Object pointing dataset rows
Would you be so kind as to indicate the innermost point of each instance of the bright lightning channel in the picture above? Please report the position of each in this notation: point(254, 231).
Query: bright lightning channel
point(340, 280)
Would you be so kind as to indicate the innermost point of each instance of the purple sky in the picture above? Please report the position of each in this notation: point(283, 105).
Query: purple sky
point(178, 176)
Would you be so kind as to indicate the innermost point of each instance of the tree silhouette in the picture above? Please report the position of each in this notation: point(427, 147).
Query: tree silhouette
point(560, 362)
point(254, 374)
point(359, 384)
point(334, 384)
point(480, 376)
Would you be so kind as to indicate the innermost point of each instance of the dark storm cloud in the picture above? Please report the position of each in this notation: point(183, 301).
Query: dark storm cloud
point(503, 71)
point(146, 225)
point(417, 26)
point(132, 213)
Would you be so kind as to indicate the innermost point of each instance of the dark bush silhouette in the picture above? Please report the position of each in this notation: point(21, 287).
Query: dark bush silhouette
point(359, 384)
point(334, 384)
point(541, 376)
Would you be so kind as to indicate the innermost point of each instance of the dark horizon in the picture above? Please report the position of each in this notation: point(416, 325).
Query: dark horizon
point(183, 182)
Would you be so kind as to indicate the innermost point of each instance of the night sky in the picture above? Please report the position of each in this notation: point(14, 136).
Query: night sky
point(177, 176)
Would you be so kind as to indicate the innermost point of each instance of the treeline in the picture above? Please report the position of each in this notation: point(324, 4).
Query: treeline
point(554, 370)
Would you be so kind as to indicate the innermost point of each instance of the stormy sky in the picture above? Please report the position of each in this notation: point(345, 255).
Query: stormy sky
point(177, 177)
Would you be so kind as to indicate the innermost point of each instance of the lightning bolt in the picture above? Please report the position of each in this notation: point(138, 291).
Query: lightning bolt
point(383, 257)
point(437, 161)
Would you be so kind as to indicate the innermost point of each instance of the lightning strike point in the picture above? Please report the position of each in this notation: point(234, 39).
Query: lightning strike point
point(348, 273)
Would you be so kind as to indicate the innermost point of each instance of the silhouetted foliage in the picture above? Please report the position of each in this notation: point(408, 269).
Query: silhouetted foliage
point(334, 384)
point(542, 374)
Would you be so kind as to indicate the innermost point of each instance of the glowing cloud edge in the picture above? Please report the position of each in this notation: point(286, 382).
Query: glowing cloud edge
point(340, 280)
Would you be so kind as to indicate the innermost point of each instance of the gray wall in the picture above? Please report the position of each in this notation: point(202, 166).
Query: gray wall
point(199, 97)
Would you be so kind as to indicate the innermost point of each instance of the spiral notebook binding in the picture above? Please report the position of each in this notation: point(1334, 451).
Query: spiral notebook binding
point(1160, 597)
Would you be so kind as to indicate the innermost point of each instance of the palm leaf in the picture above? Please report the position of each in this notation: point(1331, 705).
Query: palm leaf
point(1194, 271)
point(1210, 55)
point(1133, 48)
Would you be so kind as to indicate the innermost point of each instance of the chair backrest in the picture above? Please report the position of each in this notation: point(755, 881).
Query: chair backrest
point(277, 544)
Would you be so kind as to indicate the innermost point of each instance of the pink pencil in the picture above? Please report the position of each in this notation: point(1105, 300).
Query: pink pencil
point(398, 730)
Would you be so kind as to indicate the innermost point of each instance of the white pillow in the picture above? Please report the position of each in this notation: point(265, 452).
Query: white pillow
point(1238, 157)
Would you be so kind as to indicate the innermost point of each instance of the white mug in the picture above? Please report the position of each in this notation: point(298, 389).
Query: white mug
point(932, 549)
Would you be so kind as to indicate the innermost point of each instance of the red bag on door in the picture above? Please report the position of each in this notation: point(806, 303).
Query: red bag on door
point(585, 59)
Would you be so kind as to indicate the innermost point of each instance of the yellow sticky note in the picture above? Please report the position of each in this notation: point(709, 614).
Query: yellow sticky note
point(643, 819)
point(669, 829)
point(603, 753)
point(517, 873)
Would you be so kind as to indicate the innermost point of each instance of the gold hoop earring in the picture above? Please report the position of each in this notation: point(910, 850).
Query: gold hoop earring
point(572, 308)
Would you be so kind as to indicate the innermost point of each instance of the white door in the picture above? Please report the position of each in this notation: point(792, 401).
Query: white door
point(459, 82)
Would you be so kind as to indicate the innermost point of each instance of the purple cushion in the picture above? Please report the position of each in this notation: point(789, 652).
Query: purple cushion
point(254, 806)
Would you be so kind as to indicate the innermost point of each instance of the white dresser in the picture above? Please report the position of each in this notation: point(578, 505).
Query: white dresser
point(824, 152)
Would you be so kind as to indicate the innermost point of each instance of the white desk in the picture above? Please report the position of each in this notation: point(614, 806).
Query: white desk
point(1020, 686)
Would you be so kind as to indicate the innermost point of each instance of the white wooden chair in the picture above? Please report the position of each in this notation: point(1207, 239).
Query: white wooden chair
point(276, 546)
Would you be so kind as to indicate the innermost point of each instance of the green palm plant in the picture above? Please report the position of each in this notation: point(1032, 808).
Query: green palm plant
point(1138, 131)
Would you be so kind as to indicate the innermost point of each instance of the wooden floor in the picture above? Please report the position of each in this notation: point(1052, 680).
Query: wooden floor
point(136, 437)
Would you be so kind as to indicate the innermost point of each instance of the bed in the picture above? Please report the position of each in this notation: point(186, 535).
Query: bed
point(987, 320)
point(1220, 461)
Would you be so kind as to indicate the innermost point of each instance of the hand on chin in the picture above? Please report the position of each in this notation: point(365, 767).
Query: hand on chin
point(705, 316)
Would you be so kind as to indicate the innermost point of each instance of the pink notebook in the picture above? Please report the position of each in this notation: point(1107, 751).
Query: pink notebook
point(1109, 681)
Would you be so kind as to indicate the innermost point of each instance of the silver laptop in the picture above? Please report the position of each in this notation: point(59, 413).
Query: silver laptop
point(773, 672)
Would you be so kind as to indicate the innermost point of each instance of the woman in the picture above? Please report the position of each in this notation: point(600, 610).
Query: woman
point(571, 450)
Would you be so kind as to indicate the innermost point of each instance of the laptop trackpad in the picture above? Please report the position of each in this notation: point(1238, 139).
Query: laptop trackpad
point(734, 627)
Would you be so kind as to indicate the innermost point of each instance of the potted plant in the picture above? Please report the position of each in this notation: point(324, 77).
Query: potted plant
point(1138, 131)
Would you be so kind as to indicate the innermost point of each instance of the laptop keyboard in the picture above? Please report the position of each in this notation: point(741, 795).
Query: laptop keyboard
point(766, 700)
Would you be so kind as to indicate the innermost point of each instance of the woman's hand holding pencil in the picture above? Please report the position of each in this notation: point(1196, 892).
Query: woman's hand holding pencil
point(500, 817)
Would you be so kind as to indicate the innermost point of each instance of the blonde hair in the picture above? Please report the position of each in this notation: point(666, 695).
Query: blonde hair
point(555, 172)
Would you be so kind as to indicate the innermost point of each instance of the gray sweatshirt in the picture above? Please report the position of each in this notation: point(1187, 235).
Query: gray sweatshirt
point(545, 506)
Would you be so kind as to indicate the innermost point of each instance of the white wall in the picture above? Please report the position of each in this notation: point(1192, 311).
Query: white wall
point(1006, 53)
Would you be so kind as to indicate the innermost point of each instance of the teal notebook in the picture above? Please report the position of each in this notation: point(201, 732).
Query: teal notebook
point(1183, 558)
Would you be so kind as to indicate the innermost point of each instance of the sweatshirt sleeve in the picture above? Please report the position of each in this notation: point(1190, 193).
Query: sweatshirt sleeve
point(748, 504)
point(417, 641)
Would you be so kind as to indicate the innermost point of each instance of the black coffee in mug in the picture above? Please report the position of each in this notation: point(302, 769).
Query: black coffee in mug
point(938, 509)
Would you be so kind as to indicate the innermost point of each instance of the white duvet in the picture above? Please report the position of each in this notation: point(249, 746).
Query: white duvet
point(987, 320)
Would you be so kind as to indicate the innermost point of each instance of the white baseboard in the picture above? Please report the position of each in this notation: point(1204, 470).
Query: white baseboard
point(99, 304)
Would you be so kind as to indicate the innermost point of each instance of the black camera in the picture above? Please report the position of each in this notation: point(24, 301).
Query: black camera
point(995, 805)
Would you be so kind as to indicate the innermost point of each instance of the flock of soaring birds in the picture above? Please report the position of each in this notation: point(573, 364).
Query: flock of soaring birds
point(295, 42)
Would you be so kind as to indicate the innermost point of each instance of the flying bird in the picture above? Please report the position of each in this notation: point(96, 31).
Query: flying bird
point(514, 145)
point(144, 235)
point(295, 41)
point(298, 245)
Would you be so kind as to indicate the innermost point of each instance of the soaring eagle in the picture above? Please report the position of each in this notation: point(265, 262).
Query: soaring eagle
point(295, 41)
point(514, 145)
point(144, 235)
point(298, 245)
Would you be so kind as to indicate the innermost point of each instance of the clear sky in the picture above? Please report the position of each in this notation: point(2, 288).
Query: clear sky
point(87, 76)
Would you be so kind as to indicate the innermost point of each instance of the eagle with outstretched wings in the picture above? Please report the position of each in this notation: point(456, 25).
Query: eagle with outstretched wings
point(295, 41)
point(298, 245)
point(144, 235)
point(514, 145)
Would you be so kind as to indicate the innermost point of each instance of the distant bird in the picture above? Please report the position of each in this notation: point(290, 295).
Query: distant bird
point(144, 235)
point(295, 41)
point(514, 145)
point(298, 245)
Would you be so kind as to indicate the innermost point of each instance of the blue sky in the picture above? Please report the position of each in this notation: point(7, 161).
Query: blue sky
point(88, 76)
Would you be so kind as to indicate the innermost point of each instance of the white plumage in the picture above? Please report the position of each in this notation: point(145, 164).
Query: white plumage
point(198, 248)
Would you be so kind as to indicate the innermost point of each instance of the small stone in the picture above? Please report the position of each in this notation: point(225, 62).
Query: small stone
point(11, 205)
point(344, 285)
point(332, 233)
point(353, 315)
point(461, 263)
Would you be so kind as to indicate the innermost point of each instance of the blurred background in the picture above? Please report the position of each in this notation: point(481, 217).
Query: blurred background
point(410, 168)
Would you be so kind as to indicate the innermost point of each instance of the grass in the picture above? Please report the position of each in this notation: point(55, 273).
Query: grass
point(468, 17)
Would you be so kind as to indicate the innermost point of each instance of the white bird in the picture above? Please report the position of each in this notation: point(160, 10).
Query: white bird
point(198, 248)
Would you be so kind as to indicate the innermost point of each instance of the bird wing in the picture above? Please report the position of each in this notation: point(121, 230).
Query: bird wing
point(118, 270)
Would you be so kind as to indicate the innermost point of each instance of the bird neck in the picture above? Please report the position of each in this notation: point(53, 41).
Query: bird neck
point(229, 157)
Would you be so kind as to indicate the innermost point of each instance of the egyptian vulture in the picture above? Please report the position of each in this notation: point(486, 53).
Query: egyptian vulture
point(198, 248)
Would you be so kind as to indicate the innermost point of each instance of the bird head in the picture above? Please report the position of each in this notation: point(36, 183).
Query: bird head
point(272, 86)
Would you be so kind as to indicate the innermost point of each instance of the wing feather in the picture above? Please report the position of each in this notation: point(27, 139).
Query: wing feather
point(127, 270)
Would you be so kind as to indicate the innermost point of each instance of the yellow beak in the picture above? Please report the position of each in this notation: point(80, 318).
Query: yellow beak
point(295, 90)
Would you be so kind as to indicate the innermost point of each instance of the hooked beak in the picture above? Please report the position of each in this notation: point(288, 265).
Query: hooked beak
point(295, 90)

**Given instruction**. Rewrite the records from the line containing "notation: point(121, 230)." down to the line containing "point(118, 270)", putting "spread wing" wherever "bird wing" appears and keeping everything else the same.

**Task output**.
Would you be so kind as to indicate the innermost point of each instance of the spread wing in the picture above? Please report the position of each in this notation: point(121, 230).
Query: spread wing
point(118, 270)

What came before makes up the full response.